What you will do >> Skip every picture, then write out exactly the lines of the listing below from the line that contains "of the bare" through the final line.

## Begin

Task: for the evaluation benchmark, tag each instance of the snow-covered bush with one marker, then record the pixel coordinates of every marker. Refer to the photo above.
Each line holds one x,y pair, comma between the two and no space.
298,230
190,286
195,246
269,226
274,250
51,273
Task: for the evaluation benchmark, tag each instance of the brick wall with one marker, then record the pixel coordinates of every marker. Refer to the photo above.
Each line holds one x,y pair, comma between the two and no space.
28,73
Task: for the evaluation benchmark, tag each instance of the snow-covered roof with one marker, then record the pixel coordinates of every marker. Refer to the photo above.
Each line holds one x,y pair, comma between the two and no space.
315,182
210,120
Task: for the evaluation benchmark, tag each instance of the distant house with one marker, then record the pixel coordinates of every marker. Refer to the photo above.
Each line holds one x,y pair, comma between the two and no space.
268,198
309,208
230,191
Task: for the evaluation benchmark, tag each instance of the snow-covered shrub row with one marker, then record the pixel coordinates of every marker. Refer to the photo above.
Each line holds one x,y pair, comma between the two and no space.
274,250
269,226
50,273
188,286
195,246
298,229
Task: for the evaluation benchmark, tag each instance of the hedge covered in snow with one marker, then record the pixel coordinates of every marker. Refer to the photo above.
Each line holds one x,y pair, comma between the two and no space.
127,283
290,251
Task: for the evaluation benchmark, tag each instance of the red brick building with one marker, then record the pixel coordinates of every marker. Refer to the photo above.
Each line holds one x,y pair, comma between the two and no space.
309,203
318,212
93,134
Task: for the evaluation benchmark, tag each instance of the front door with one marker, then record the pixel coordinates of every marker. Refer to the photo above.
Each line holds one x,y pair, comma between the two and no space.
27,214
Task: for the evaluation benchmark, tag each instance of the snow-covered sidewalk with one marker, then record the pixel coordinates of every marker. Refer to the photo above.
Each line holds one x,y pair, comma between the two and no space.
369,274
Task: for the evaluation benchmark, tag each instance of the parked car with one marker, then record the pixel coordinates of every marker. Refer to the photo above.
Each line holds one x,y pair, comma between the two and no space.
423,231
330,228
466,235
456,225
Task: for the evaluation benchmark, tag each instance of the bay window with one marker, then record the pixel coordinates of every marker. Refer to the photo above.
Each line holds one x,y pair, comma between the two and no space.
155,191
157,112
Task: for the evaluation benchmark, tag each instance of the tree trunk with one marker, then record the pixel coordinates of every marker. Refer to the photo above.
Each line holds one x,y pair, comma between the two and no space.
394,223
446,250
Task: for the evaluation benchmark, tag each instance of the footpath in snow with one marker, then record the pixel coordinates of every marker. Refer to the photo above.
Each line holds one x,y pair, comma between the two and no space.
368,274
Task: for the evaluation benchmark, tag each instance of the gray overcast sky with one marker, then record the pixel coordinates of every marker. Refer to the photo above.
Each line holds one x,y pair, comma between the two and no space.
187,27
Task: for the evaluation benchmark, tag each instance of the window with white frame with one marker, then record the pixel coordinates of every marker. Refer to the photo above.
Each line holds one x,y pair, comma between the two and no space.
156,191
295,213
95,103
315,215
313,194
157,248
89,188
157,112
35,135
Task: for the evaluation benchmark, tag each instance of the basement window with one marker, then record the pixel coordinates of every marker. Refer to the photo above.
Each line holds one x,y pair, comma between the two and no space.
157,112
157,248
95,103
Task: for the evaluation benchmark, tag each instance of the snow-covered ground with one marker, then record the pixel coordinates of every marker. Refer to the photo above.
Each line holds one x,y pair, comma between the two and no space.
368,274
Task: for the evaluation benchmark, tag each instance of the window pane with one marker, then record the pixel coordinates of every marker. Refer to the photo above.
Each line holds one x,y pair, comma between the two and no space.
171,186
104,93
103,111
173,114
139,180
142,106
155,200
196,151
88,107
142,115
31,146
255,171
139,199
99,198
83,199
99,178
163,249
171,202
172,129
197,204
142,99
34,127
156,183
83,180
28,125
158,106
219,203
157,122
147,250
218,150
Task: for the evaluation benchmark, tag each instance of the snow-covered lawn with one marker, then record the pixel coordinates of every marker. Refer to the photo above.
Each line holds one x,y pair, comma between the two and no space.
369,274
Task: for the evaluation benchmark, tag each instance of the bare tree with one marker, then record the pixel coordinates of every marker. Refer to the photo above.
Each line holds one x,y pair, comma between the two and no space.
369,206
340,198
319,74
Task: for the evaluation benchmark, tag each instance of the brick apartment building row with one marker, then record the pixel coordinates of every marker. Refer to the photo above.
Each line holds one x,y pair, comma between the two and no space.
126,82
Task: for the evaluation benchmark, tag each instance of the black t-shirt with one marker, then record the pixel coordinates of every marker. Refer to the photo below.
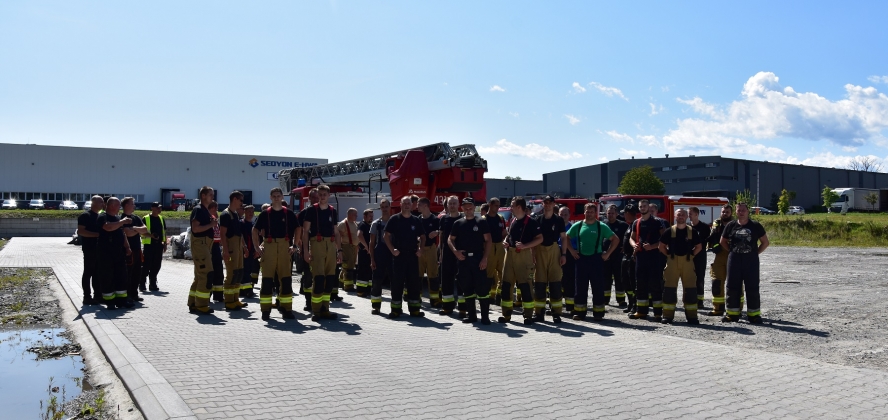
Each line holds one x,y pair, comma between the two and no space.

## End

Solved exercise >>
Task: for the evaluation benchmark, tag each instance of the bare tree with one marker, then record the pixel coordinates of every marker. Refer to the photo above.
Each line holds one x,y pair, comma between the two and no space.
369,206
340,198
319,74
Task: for the evaluation benchmark, tag each instance of the brick apartment building row with one marker, then record the pixel coordinates of every marker. Refer to the photo above.
Each line holds one x,y pair, comma between the two and no space.
126,82
Task: for the evaluation benchmark, tag each instance of the black t-shirt with one marker, then record the pixel coordinates of every marker. Refer to the photo below.
Each line holds one x,y pair, comma between the two and no space.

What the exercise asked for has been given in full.